Count the lines in the records below that contain the string "output" and reply with that number alone.

[START]

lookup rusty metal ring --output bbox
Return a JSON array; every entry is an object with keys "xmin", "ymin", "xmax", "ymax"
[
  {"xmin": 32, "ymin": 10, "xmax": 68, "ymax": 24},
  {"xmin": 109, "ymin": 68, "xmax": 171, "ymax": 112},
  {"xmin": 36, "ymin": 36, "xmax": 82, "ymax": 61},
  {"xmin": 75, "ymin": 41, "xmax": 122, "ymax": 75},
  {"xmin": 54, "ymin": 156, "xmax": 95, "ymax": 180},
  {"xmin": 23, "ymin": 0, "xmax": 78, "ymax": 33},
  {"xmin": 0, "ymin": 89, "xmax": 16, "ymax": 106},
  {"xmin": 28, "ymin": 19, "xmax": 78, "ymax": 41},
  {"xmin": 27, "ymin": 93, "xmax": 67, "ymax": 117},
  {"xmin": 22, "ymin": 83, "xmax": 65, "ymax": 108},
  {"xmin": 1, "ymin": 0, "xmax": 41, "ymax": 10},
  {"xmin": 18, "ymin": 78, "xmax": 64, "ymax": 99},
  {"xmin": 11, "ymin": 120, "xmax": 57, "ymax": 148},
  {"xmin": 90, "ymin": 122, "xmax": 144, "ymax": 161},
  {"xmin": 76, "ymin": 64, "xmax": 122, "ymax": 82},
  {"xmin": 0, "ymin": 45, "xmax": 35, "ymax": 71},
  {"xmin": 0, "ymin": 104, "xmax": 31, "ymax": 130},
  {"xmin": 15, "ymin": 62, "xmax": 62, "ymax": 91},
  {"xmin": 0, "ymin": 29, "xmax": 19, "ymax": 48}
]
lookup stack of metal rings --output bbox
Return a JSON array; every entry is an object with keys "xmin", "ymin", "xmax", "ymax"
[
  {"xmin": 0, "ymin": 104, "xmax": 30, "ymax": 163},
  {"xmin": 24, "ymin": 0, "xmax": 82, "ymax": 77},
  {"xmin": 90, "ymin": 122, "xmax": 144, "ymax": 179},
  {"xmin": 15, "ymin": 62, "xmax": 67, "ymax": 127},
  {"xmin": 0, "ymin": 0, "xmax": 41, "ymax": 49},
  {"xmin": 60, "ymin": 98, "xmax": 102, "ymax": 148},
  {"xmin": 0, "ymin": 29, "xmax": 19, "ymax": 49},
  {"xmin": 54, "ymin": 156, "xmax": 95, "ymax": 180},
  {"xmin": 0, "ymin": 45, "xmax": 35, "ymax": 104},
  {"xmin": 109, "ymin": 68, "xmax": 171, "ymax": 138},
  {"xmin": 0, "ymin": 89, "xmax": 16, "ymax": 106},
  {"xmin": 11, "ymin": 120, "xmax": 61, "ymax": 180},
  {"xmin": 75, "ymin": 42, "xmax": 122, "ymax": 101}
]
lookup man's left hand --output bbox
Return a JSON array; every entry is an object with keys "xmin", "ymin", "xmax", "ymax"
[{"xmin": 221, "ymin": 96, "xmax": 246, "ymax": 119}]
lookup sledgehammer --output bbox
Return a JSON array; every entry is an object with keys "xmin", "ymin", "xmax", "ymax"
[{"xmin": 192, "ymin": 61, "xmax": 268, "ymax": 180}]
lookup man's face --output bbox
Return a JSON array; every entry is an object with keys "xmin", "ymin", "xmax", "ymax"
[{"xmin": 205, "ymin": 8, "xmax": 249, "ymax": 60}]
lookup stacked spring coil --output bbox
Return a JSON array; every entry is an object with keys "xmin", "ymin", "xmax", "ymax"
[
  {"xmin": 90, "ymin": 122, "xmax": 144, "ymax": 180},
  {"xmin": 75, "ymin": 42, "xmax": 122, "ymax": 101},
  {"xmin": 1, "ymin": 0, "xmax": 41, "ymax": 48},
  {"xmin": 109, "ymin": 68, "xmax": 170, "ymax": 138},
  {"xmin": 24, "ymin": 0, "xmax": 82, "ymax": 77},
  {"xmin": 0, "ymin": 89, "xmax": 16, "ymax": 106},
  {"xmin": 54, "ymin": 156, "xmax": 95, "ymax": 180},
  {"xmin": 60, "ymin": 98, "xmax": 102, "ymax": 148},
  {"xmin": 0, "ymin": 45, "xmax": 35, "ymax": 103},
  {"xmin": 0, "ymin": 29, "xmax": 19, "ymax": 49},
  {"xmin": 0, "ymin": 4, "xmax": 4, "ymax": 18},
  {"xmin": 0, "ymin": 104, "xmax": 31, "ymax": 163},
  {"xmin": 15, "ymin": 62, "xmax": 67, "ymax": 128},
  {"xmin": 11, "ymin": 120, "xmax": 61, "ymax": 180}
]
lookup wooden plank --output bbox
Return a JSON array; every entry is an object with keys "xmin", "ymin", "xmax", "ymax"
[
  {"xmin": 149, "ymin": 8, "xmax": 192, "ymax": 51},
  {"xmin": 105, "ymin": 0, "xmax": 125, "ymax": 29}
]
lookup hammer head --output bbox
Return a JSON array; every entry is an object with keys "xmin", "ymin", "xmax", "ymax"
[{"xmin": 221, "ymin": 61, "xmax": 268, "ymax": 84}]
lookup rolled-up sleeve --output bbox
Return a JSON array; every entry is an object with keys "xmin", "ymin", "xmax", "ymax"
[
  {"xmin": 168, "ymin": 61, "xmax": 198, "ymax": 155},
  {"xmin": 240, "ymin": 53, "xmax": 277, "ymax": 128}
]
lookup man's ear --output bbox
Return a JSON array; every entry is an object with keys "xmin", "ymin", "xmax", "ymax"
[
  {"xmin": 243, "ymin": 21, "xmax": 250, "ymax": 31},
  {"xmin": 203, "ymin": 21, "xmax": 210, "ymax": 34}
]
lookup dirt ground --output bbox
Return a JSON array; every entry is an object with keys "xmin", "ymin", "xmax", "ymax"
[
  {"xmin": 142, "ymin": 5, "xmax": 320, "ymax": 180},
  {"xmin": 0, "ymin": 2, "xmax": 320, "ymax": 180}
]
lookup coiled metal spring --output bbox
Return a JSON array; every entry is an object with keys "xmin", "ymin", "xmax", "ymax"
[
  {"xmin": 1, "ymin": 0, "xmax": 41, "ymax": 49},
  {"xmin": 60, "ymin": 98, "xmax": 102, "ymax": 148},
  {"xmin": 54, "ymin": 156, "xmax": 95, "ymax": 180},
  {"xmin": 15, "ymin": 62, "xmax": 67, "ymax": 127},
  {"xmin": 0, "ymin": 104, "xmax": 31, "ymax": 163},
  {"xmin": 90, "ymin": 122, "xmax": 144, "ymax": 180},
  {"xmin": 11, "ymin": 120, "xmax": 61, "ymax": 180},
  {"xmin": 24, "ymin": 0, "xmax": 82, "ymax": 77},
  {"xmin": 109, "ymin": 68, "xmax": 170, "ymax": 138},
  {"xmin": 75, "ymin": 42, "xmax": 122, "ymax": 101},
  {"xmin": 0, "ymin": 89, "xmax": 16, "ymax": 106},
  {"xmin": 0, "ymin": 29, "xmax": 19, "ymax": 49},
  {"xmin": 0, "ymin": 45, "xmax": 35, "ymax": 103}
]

[END]

#### Reply
12